(Point labeling examples)

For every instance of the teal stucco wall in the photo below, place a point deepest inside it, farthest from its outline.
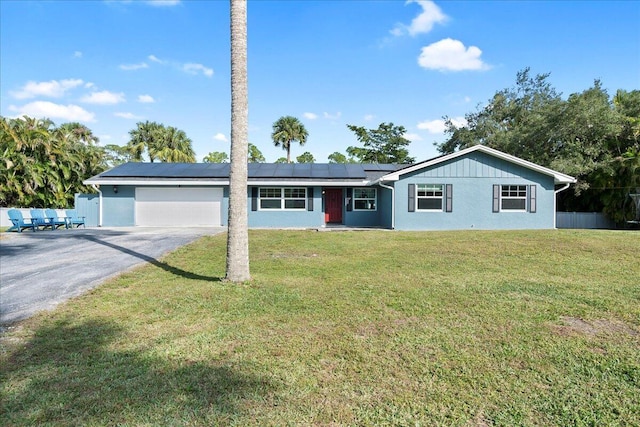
(472, 178)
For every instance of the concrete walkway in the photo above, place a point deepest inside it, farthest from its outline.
(39, 270)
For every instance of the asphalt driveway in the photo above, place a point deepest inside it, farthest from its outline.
(38, 270)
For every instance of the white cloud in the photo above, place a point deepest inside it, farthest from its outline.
(129, 116)
(53, 88)
(133, 67)
(451, 55)
(192, 68)
(163, 3)
(438, 126)
(424, 22)
(220, 137)
(46, 109)
(146, 99)
(412, 137)
(104, 98)
(335, 116)
(154, 58)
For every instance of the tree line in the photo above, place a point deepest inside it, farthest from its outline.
(589, 135)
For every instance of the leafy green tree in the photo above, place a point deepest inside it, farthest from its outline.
(173, 145)
(216, 157)
(588, 136)
(287, 130)
(44, 165)
(255, 155)
(142, 140)
(337, 157)
(305, 157)
(117, 155)
(383, 145)
(166, 144)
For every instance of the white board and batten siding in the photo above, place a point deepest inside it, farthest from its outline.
(178, 207)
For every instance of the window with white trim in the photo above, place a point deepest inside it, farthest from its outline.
(364, 199)
(292, 198)
(513, 198)
(429, 197)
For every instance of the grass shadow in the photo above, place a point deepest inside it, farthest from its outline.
(72, 373)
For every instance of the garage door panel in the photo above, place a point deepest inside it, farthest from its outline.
(178, 207)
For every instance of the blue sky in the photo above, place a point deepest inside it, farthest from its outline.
(111, 64)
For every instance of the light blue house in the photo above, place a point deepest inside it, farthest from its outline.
(479, 188)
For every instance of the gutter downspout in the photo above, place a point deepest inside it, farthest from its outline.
(555, 201)
(393, 204)
(97, 188)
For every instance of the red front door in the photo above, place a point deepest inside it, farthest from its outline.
(333, 205)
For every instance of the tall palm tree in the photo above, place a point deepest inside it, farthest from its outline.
(141, 139)
(288, 129)
(238, 234)
(172, 145)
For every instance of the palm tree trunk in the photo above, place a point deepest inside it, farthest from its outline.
(238, 235)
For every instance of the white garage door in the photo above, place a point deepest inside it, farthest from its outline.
(178, 207)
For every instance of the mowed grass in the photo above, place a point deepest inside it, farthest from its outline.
(368, 328)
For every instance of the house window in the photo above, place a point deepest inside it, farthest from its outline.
(283, 198)
(429, 197)
(513, 198)
(364, 199)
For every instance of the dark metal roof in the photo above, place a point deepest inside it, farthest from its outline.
(303, 171)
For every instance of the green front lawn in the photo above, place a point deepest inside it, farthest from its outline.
(346, 328)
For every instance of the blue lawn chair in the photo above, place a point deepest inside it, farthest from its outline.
(74, 219)
(19, 222)
(41, 220)
(58, 221)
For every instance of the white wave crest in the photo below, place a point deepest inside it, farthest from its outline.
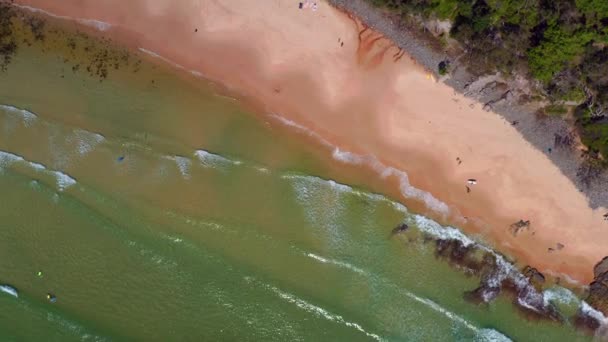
(336, 262)
(559, 294)
(482, 334)
(99, 25)
(587, 310)
(9, 290)
(213, 160)
(27, 117)
(86, 141)
(406, 189)
(183, 164)
(63, 180)
(440, 232)
(166, 60)
(342, 188)
(318, 311)
(490, 335)
(7, 158)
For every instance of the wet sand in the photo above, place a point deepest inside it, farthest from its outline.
(368, 97)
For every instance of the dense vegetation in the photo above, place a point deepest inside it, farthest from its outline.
(561, 43)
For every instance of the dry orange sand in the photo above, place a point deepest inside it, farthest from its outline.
(369, 98)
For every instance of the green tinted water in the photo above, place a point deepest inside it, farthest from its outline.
(187, 218)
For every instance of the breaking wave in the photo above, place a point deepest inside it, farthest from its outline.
(63, 181)
(209, 159)
(183, 164)
(316, 310)
(85, 141)
(489, 334)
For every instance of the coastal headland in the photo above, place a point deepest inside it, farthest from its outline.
(331, 78)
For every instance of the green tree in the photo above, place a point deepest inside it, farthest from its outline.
(556, 51)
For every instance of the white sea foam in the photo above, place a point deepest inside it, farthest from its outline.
(9, 290)
(99, 25)
(197, 73)
(336, 262)
(406, 189)
(341, 188)
(558, 294)
(490, 335)
(319, 311)
(86, 141)
(7, 158)
(183, 164)
(27, 117)
(439, 232)
(587, 310)
(166, 60)
(483, 334)
(213, 160)
(63, 180)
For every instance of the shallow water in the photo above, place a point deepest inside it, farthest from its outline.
(159, 210)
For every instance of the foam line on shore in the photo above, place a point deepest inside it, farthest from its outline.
(97, 24)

#### The exercise:
Copy all the lines of data exactly as they appear, dropping any images.

#### Result below:
For every instance of the teal stucco wall in the photo below, place a point deepest inside it, farthest from its outline.
(472, 178)
For every instance of the concrete walkway in the photo above, place a point deepest inside it, farthest from its outline.
(39, 270)
For every instance of the asphalt driveway in the photo above, place a point deepest inside it, farthest from its outline.
(38, 270)
For every instance of the white cloud in the photo above, place a point deepest inside it, farthest from its outline.
(129, 116)
(53, 88)
(133, 67)
(451, 55)
(192, 68)
(163, 3)
(438, 126)
(424, 22)
(220, 137)
(46, 109)
(146, 99)
(412, 137)
(104, 98)
(335, 116)
(154, 58)
For every instance of the tree line in the photo above, place a point deepest inside it, farthest from its outline.
(589, 135)
For every instance of the leafy green tree in the photo above, place a point deepest inside it, farthest from its outline.
(173, 145)
(216, 157)
(588, 136)
(287, 130)
(44, 165)
(255, 155)
(142, 140)
(337, 157)
(305, 157)
(117, 155)
(383, 145)
(166, 144)
For every instance of the white board and batten siding in the photo above, place a point deepest inside it, farthest from its outline.
(178, 207)
For every instance of the window with white trim in the photo above, place a point deepest inside it, farthest from its outline.
(364, 199)
(292, 198)
(513, 198)
(429, 197)
For every instance of the grass shadow in the photo above, place a point deepest inside it, farthest from its outline.
(72, 373)
For every instance of the garage door panel in the photo above, place a point deepest inside it, farthest from its outline.
(178, 207)
For every instance of the blue sky in the photo above, place a point deepest inside it, farthest from its outline.
(111, 64)
For every instance of the light blue house in the photo above, place a point deepest inside it, farthest from its outline.
(479, 188)
For every instance of the gutter downspout in the photo above, place a point deepest inside it, farthest from its outline.
(555, 201)
(393, 204)
(97, 188)
For every instance of the red front door in the photo above, place a point deepest inside it, farthest from its outline.
(333, 205)
For every instance of the tall palm tree in the photo above, place a point deepest inside it, farthest from its outline.
(141, 139)
(288, 129)
(238, 234)
(172, 145)
For every instance of the palm tree trunk in the photo above, place a point deepest inside it, farthest from its outline.
(238, 235)
For every instance of the white garage door in the photo above, place a point deepest inside it, farthest from its outline.
(178, 207)
For every instance of the mowed grass in the photo above, place a point deepest inside it, farthest from its outline.
(368, 328)
For every instance of the house window in the photo above, place a point deepest inside it, farthest from its outline.
(283, 198)
(429, 197)
(513, 198)
(364, 199)
For every instance of the dark metal roof in the photo above, place a point deepest inside it, farthest from its outline.
(303, 171)
For every instance of the green front lawn in the photo above, place a point deepest inside it, farthest from its outline.
(346, 328)
For every instance of the blue lawn chair in the photo above, place a point deepest inside it, farthest from its outline.
(74, 219)
(19, 222)
(41, 220)
(58, 221)
For every instance of the white wave crest in the photo below, place a point deepest inside it, farthest from its outline.
(336, 262)
(559, 294)
(482, 334)
(99, 25)
(587, 310)
(9, 290)
(213, 160)
(27, 117)
(86, 141)
(406, 189)
(183, 164)
(63, 180)
(440, 232)
(166, 60)
(342, 188)
(318, 311)
(490, 335)
(7, 158)
For every instance of the wet sand in the photo above, place a point deepest inside it, farthest from its outline.
(368, 97)
For every instance of the dense vegetation in the photo above, place a point deepest inside it, farthest from its outline.
(561, 43)
For every instance of the dry orange sand in the photo above, place a point deepest inside it, farthest from its outline.
(369, 98)
For every instance of the green tinted water in the photo above, place a point deepest inside it, farthest from its outline.
(187, 218)
For every instance of the breaking wave in the photo above, place a point deepest inside it, farthest from its outline.
(63, 181)
(209, 159)
(183, 164)
(316, 310)
(85, 141)
(489, 334)
For every instance of the coastal headland in the photo above, place a point deepest inside it, farthest from its outline.
(331, 78)
For every instance of the green tree in the photo above, place a point deepest inside it, farthest from its outline.
(556, 51)
For every instance of the white sea foam in the photo above, place a point deepest inside it, farthest from its outline.
(9, 290)
(99, 25)
(197, 73)
(336, 262)
(406, 189)
(341, 188)
(558, 294)
(490, 335)
(319, 311)
(86, 141)
(7, 158)
(183, 164)
(27, 117)
(439, 232)
(587, 310)
(166, 60)
(483, 334)
(213, 160)
(63, 180)
For every instance of the shallow water in the photo above, place a point deepest inside it, farthest from its outline.
(159, 210)
For every instance of the foam line on shore in the photo above, place a point deepest inside it, farthest from its outline.
(97, 24)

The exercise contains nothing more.